REQUIRED WORK => Find every line in the entries below that contains the string "leaf" and copy each of those lines. Matching is case-sensitive.

DATA SUPPLIED =>
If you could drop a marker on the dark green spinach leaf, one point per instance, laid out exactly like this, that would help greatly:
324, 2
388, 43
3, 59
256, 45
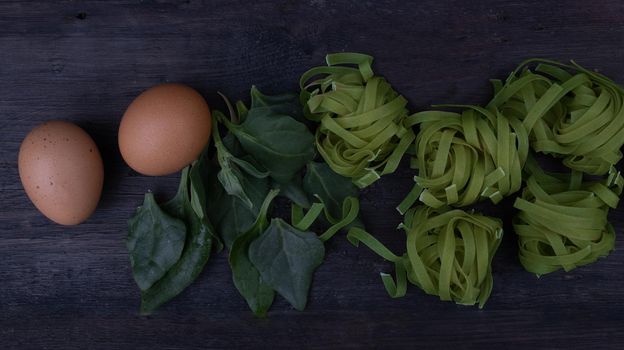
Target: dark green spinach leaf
287, 103
229, 214
247, 279
194, 256
286, 259
230, 175
293, 190
155, 242
276, 141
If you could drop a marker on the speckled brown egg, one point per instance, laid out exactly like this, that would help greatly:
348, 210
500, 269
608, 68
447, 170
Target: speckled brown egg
61, 171
164, 129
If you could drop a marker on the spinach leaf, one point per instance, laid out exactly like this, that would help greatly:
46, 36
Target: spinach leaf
278, 142
230, 175
293, 190
286, 259
194, 257
198, 173
155, 242
322, 183
229, 214
247, 279
287, 103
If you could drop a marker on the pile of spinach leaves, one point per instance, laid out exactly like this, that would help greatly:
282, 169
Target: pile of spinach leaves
225, 198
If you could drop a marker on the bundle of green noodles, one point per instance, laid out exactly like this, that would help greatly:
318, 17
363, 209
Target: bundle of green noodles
449, 254
464, 157
361, 133
562, 220
570, 112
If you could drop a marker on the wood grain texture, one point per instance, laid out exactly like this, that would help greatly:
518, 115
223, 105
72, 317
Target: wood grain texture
84, 61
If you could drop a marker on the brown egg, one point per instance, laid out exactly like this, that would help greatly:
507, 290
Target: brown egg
62, 171
164, 129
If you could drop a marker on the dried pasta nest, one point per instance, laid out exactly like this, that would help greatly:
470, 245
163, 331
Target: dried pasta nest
465, 157
449, 254
562, 221
571, 112
361, 133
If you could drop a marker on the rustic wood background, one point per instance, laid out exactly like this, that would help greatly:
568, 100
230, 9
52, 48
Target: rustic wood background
84, 61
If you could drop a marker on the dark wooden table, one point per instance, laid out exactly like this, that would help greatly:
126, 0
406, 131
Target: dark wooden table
84, 61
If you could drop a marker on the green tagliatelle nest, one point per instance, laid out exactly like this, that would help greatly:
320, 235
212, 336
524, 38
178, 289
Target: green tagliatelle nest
449, 254
562, 221
361, 133
464, 157
571, 112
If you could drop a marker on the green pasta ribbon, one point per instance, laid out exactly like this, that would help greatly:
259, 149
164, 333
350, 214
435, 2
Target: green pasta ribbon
465, 157
570, 112
449, 254
361, 133
562, 220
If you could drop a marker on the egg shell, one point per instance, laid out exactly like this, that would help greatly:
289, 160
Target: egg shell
62, 172
164, 129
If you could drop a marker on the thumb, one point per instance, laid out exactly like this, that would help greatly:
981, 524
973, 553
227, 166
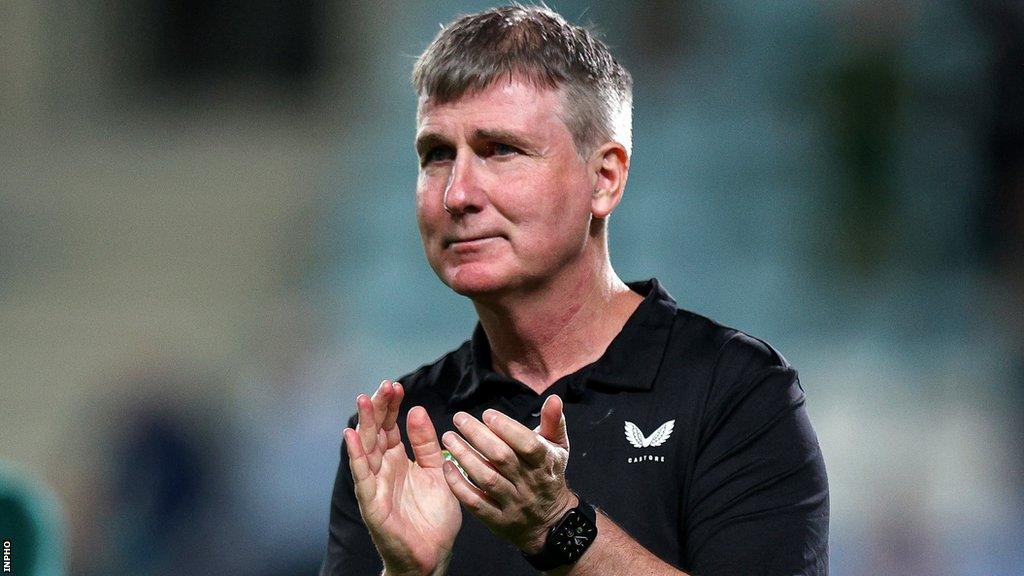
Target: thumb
553, 422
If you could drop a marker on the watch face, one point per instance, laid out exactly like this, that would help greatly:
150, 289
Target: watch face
573, 535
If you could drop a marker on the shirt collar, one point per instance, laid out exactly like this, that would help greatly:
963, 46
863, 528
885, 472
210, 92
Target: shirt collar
630, 363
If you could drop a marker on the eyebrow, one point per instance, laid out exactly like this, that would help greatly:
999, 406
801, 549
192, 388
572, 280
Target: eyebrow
430, 139
426, 141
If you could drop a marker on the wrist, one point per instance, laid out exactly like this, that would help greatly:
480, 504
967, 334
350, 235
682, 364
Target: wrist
539, 537
398, 569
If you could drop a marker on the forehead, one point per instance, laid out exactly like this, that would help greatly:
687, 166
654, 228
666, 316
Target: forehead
505, 103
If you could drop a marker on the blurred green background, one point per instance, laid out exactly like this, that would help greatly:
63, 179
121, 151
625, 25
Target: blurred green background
208, 248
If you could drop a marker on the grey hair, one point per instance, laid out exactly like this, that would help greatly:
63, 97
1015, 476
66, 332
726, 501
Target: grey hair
537, 45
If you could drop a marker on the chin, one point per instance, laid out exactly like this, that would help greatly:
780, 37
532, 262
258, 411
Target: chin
471, 281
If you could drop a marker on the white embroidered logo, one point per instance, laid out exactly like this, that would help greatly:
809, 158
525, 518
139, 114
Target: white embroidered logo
656, 438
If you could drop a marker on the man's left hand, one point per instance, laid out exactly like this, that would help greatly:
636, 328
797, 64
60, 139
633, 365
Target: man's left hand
518, 485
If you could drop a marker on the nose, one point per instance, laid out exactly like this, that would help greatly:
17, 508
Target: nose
462, 192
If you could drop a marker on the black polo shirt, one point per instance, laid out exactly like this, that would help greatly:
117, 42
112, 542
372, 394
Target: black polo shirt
690, 436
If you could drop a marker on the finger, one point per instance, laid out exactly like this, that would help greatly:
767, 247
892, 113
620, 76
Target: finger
423, 439
368, 432
524, 442
363, 478
472, 497
480, 471
381, 399
488, 445
553, 421
391, 416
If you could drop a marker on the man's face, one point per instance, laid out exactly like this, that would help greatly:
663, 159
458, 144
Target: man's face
518, 195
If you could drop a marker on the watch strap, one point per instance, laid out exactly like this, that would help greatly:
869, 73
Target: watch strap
549, 558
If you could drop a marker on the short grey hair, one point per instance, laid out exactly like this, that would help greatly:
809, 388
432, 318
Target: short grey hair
538, 45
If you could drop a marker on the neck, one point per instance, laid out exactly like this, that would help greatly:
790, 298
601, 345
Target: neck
554, 330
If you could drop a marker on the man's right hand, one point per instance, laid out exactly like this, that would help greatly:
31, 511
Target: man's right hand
409, 509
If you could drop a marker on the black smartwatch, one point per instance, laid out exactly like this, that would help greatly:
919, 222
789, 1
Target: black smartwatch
568, 539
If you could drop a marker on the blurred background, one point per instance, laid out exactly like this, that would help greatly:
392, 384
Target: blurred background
208, 248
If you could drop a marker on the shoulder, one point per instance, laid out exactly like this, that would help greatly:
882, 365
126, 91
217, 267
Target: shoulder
727, 362
724, 347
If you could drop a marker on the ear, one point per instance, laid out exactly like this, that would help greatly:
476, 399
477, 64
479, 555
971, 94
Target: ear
609, 167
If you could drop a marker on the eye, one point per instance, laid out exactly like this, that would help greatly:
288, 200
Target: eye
437, 154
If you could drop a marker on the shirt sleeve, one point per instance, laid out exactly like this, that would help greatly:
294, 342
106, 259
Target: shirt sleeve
758, 500
349, 549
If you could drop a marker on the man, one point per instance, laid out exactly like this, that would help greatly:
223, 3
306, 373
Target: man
690, 439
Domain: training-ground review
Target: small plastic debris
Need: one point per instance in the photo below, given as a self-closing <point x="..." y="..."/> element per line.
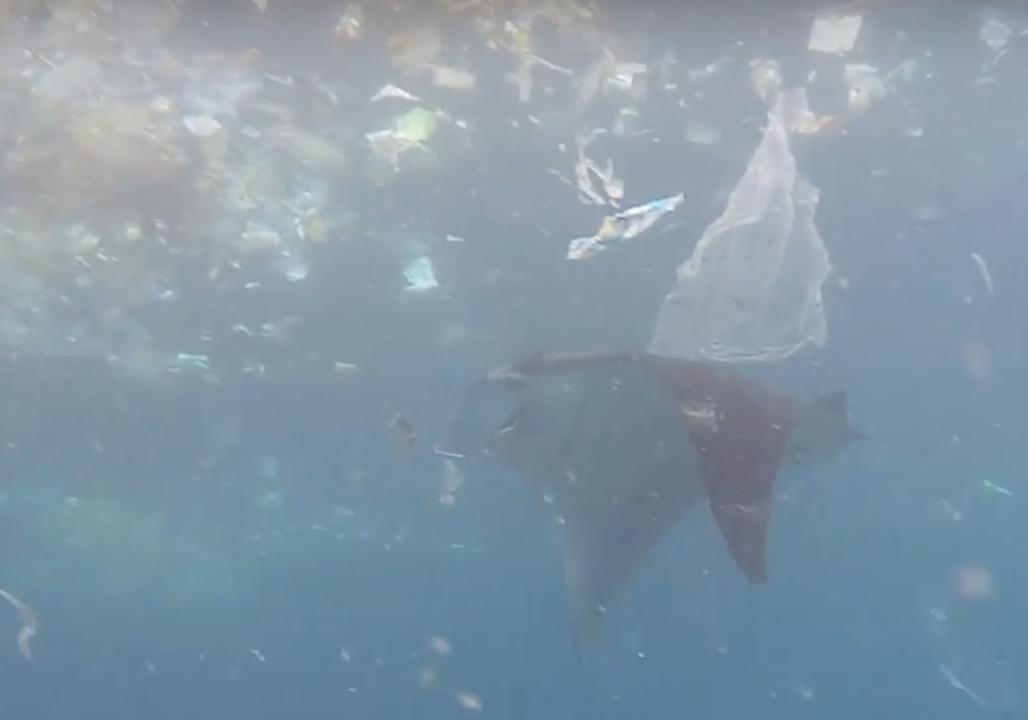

SOLVED EXERCISE =>
If you could drop a marker on the dark green spinach leaf, one point per instance, laid out exactly like this, that would help greatly:
Target: dark green spinach leaf
If you could drop a marker on the spinach leaf, one point per instance, laid out exactly like this, that would help greatly:
Target: spinach leaf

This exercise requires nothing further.